§ **提供テキスト**:
------------------------------
子どもをプロサッカー選手に、と思ったあなたに


近年、日本でもヨーロッパサッカーが頻繁に放送されるようになりました。
ヨーロッパで活躍する日本人選手の影響もあり。


将来はサッカー選手に!という子供

または

我が子をサッカー選手に!という親が増えて来ています。


今回はそういったことが頭をよぎった際に

・実際にプロになるという目標を達成するためにはどのような道筋があるのか?

・親がどんな視点でみるべきか? 気を付ける事は?

・子どもの成長過程で、どんなことを考えるべきか

そういった点を情報提供として書いていきます。


内容については僕がサッカーの世界に身を置いているので、サッカー目線ですが、
他のスポーツに当てはまることも多いと思いますので参考にしていただければと思います。


サッカー選手への夢を諦める時

まず最初にいつ・どこでプロサッカー選手になることをあきらめるかという話からしていきたいと思います。

いきなり諦める話厳しい内容のように感じますが。
実は本人や周囲が諦めるまではプロサッカー選手への扉が閉じてしまうことはほとんどありません。

もちろんそれでも最終的にプロサッカー選手になれるのは一握りの人だけですが。

走る事が難しいような大けがをしてしまった。
年齢的にもう厳しい。
そういった時ですら、本人が最終的には腹を決めないといけない問題です。

ここで最初にこんな話題から入った理由になりますが。

プロサッカー選手とは、
サッカーをすることで収入を得る人のことです。


Jリーグのチームに入れなかったとしても
海外にはいくつのプロサッカーチームがあるでしょうか?
そのすべてのテストを受けて、それでも受け入れ先が本当に無い状態になるまで、チャレンジすることは可能なのです。

現にJリーグ入りができなかった選手がアジア圏だけでなく、ヨーロッパ、南米に・・と
すでに両手では数えきれない数の国々でプレーしています。

そこからステップアップしたり、Jリーグに逆輸入されたり。
今後サッカー選手のキャリアは今まで以上にたくさんの道筋が増えていくことでしょう。

もちろんエリートコースを順調に辿ってプロになることは理想ですが。
どこかでエリートコースを外れても、再び同じ舞台を目指せるということはサッカーが日本の中でも少しずつ成熟してきていると実感できる部分です。

諦めるという話のスタートでしたが
簡単に諦めない為の話でもあると思います。


そして、最後にも書きますが、プロを目指すつもりはないけどサッカーを続ける、という選択も個人的には悪くないと思っています。


子供に頑張らせるなら親も覚悟を持って

こういう言い方をすると
子供に厳しくするという意味に取られてしまうかもしれませんが、むしろサッカーのことはサッカーのコーチなどに任せて、親はサポート程度にした方が上手くいく傾向があります。


プロサッカー選手になったプレーヤーの多くが
親に手取り足取りサッカーを教えてもらったわけではないのが現状です。
------------------------------
§ **課題 1**:
プロサッカー選手を目指す子どもに関する文章をもとに、次の問いに答えてください。
(a) プロサッカー選手はどのような人と定義されていますか。
(b) 親はどのような関わり方をすると上手くいく傾向があるとされていますか。
(c) Jリーグ入りできなかった選手がプレーしている地域として挙げられているのはどこですか。
§ **課題 2**:
プロサッカー選手を目指す子どもに関する文章で、情報提供として書いていくと予告されている点を「・」で始まる行からすべて抜き出してください。
§ **課題 3**:
プロサッカー選手を目指す子どもに関する文章の続きを、最後の文の後から書いてください。

§ **収集データ**:
------------------------------
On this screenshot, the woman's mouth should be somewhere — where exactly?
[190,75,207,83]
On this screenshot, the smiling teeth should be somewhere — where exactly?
------------------------------
§ **模範解答 1**:
(a) サッカーをすることで収入を得る人。
(b) サッカーのことはサッカーのコーチなどに任せ、親はサポート程度にする。
(c) アジア圏、ヨーロッパ、南米。

§ **模範解答 2**:
・実際にプロになるという目標を達成するためにはどのような道筋があるのか?
・親がどんな視点でみるべきか? 気を付ける事は?
・子どもの成長過程で、どんなことを考えるべきか

§ **模範解答 3**:
むしろ少し放任されていたプレーヤーの方が成功している割合は多いです。


では、親の覚悟とはなんでしょうか?

僕は酒とたばこをやめましょう!
と、声を大にして言いたいのです。

なぜか、
子供の成長に影響が出る。 タバコの副流煙などで。もちろんそれもあります。
教育上良くない?  これももちろんです、子供はサッカープレーヤである以前に子供なのです。

では僕の思う一番の理由は
「それが子供の夢を奪う事になりかねないから」です。

ニュースなどで、
高校球児の喫煙が見つかったので活動自粛、甲子園に出られない。
というような内容のものを耳にしたことがあると思います。

野球で耳にすることが多いのは
高校球児はクリーンなイメージがある単語なので、インパクトがあり、報道の目に留まりやすいことと、高野連がこういった問題に対して断固たる態度を示しているからで、
むしろきちんとしている競技ゆえと言えます。

こういった問題を起こした彼らは甲子園というスカウトが来たり、全国的な注目度の高い大会をみすみす手放してしまう事になるのです。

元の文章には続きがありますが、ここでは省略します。